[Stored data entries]
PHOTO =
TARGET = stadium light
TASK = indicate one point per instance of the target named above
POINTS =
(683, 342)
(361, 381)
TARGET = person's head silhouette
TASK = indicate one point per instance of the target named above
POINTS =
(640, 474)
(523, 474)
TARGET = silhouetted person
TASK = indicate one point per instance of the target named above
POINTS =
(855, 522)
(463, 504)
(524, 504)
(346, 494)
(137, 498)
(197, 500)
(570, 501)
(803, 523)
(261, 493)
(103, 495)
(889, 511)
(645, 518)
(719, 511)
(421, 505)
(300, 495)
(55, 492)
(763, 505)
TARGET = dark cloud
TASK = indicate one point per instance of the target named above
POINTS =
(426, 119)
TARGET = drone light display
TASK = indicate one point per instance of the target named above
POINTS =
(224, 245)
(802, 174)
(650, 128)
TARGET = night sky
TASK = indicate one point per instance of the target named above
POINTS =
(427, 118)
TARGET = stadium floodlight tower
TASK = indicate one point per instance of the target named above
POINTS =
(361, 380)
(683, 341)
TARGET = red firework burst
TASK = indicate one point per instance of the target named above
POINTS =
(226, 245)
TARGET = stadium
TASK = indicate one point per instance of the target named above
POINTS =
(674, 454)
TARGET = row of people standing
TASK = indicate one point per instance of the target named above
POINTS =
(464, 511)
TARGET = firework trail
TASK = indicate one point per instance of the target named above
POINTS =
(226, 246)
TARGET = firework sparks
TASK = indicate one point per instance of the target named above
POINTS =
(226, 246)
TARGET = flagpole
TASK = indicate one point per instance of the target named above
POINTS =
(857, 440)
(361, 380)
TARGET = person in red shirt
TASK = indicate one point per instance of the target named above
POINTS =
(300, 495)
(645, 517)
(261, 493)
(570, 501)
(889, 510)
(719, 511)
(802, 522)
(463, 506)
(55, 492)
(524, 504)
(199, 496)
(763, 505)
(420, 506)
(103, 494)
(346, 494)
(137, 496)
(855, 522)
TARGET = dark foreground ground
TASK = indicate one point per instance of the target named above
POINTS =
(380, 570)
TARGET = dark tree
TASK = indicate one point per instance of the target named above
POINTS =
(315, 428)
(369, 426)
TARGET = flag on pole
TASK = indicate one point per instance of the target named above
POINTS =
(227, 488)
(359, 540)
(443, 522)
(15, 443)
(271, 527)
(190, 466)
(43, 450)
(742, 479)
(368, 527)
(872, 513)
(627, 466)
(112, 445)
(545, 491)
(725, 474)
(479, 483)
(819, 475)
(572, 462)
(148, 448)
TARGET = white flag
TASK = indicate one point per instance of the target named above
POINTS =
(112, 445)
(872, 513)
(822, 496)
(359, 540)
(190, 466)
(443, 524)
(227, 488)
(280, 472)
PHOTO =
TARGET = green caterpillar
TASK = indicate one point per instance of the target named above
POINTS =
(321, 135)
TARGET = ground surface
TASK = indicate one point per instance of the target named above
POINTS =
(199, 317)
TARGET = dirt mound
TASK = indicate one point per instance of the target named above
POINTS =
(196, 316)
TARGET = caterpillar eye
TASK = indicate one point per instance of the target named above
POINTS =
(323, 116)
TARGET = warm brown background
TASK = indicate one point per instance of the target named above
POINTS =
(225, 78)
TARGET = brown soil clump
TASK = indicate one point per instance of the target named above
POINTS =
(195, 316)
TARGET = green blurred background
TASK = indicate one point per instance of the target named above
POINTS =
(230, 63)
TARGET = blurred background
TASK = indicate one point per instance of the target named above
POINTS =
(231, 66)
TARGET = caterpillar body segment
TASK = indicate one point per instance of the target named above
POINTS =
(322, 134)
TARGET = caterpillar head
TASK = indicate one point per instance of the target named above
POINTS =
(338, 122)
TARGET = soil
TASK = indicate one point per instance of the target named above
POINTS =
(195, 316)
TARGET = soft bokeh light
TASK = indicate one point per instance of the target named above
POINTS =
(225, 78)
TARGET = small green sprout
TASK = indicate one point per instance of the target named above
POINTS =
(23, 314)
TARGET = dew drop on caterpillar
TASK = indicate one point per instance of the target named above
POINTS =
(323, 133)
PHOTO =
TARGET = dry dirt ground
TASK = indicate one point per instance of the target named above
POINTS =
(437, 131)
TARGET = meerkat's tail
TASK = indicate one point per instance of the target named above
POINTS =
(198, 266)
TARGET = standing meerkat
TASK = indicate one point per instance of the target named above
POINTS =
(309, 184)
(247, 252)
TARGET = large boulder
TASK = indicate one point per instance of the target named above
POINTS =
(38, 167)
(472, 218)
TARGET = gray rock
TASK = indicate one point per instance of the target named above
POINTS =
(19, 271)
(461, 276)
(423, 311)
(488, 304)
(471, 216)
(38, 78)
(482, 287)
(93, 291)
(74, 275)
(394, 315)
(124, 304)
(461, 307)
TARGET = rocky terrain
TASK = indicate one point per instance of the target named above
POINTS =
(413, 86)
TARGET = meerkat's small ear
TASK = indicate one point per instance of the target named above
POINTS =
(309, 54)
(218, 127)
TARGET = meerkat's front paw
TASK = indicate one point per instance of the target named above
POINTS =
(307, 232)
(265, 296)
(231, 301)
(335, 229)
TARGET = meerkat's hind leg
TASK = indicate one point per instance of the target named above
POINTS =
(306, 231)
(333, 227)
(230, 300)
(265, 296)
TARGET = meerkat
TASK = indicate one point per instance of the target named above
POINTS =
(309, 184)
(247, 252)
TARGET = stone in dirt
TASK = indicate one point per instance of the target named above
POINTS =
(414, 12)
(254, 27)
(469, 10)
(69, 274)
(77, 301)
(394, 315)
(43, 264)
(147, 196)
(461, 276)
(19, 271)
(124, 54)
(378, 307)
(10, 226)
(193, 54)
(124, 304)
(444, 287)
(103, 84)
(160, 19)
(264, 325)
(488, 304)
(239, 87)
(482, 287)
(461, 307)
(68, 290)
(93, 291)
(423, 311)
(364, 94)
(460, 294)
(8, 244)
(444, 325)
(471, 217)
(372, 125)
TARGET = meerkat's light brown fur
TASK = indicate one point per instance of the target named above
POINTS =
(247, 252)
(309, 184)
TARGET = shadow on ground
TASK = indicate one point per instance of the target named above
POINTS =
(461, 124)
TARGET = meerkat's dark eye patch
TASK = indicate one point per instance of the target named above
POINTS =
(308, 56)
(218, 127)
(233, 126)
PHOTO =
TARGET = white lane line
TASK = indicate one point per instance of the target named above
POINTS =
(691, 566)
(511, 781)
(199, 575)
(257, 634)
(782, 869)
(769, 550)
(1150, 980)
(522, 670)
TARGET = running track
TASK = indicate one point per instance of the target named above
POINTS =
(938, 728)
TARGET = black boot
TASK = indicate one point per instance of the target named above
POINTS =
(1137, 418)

** PROBLEM DESCRIPTION **
The lines you need are those containing "person"; find them in the records and copy them.

** EXERCISE RESPONSE **
TARGET = person's head silhouette
TARGET = silhouetted person
TARGET = person in red shirt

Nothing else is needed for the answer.